--- BEGIN RECORDS TO USE ---

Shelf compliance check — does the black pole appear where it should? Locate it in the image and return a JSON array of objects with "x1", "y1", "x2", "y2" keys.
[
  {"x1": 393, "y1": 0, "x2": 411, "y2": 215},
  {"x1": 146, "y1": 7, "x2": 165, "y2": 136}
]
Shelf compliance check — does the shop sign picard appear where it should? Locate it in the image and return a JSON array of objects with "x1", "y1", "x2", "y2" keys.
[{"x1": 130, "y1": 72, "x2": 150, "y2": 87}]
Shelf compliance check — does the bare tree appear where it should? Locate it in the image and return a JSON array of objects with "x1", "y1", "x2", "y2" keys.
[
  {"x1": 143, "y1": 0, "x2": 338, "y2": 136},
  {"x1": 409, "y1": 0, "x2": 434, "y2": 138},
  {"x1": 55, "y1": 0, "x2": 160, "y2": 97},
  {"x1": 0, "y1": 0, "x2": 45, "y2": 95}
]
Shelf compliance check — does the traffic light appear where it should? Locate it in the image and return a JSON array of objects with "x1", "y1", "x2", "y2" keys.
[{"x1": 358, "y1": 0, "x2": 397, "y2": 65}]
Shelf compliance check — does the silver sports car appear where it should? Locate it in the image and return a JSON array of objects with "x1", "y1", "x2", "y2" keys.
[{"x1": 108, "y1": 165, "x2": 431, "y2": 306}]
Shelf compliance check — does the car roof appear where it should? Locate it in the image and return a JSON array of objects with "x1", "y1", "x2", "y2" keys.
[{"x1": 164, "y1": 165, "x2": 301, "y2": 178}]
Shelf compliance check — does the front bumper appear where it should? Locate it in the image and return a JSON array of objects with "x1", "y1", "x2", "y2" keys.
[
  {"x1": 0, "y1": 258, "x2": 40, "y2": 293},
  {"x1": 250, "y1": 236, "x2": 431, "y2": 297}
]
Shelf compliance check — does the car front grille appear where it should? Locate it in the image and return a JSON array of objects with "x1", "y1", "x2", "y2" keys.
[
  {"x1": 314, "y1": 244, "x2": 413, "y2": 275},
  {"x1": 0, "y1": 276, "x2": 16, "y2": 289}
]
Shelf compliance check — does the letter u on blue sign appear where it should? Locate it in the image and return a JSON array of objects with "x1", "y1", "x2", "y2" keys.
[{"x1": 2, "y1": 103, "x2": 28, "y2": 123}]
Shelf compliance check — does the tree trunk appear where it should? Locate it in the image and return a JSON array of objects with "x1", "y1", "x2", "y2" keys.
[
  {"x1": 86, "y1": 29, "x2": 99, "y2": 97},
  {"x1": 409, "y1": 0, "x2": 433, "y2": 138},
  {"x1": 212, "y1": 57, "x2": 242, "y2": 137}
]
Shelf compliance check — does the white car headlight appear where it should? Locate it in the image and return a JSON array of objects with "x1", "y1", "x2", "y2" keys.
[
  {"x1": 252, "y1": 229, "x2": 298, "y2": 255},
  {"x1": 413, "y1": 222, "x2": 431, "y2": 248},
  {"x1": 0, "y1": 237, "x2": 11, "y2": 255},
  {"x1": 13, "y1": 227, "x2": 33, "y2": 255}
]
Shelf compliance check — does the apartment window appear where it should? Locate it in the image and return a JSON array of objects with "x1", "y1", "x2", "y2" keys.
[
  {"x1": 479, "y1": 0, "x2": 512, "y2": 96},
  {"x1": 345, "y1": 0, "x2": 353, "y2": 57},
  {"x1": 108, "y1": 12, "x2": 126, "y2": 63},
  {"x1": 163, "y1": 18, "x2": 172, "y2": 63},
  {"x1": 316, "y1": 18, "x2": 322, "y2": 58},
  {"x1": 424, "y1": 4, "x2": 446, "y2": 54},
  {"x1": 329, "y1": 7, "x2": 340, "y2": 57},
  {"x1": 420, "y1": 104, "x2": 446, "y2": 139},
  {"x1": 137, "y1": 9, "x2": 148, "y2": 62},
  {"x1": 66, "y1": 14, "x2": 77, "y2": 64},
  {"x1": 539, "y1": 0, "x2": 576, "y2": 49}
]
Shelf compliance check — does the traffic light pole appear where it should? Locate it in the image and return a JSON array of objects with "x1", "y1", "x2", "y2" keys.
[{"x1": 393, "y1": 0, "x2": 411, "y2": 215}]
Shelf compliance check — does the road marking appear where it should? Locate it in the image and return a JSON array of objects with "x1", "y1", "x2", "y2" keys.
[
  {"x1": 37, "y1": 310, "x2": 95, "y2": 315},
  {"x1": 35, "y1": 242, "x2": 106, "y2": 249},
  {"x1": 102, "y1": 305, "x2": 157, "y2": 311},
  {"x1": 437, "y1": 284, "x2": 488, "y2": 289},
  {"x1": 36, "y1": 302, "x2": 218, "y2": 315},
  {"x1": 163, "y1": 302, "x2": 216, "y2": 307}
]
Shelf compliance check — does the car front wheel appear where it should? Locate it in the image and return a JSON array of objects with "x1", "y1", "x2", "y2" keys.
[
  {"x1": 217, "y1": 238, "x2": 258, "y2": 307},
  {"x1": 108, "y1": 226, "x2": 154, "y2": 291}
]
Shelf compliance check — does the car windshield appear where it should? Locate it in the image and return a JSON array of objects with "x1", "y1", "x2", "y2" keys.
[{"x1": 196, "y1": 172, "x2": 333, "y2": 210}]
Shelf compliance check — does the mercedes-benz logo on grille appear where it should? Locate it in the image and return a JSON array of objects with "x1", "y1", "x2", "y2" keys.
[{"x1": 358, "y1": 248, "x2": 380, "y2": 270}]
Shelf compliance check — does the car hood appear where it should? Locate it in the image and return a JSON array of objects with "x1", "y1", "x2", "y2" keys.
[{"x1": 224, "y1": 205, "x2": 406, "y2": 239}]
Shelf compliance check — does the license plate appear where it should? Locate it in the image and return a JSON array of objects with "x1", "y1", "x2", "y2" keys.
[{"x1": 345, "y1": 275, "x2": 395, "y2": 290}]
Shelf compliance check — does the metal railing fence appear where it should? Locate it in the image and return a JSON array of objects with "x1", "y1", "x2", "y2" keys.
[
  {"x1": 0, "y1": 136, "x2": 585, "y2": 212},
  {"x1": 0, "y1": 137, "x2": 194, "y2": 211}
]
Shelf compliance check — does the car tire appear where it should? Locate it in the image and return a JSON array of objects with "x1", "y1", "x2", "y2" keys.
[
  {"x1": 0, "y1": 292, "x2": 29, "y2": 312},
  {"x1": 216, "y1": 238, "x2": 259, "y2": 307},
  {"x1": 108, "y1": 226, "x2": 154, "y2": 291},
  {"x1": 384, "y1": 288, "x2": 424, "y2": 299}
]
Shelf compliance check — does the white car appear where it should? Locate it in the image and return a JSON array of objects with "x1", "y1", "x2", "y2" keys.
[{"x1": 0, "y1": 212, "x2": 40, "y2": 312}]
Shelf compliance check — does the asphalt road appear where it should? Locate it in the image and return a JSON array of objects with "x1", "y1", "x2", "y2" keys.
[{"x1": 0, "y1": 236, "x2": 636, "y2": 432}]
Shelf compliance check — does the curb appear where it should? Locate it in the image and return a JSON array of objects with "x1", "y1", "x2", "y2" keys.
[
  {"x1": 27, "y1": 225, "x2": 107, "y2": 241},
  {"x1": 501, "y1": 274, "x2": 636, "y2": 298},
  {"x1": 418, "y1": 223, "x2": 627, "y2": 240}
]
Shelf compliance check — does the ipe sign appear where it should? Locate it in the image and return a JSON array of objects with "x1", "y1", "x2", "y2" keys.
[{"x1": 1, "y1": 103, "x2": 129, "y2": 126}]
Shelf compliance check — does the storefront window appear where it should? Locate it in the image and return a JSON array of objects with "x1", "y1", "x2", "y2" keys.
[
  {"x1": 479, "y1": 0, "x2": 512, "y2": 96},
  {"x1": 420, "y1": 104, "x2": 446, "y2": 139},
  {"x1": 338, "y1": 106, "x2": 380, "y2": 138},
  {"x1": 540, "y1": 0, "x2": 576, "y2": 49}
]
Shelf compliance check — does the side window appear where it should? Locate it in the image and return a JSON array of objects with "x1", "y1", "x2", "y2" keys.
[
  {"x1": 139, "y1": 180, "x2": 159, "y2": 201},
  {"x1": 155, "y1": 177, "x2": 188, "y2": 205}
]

--- END RECORDS TO USE ---

EXERCISE TASK. Return each line from the items above in which the word "pole" appears.

OUTPUT BELOW.
Shelf compliance check — does the black pole appear where it should? Locate it in the image and return a JSON array of objects with "x1", "y1", "x2", "y2" keys.
Shelf compliance check — does the traffic light pole appear where it should? Locate it in the image and return a JSON array of objects with "x1", "y1", "x2", "y2" keys.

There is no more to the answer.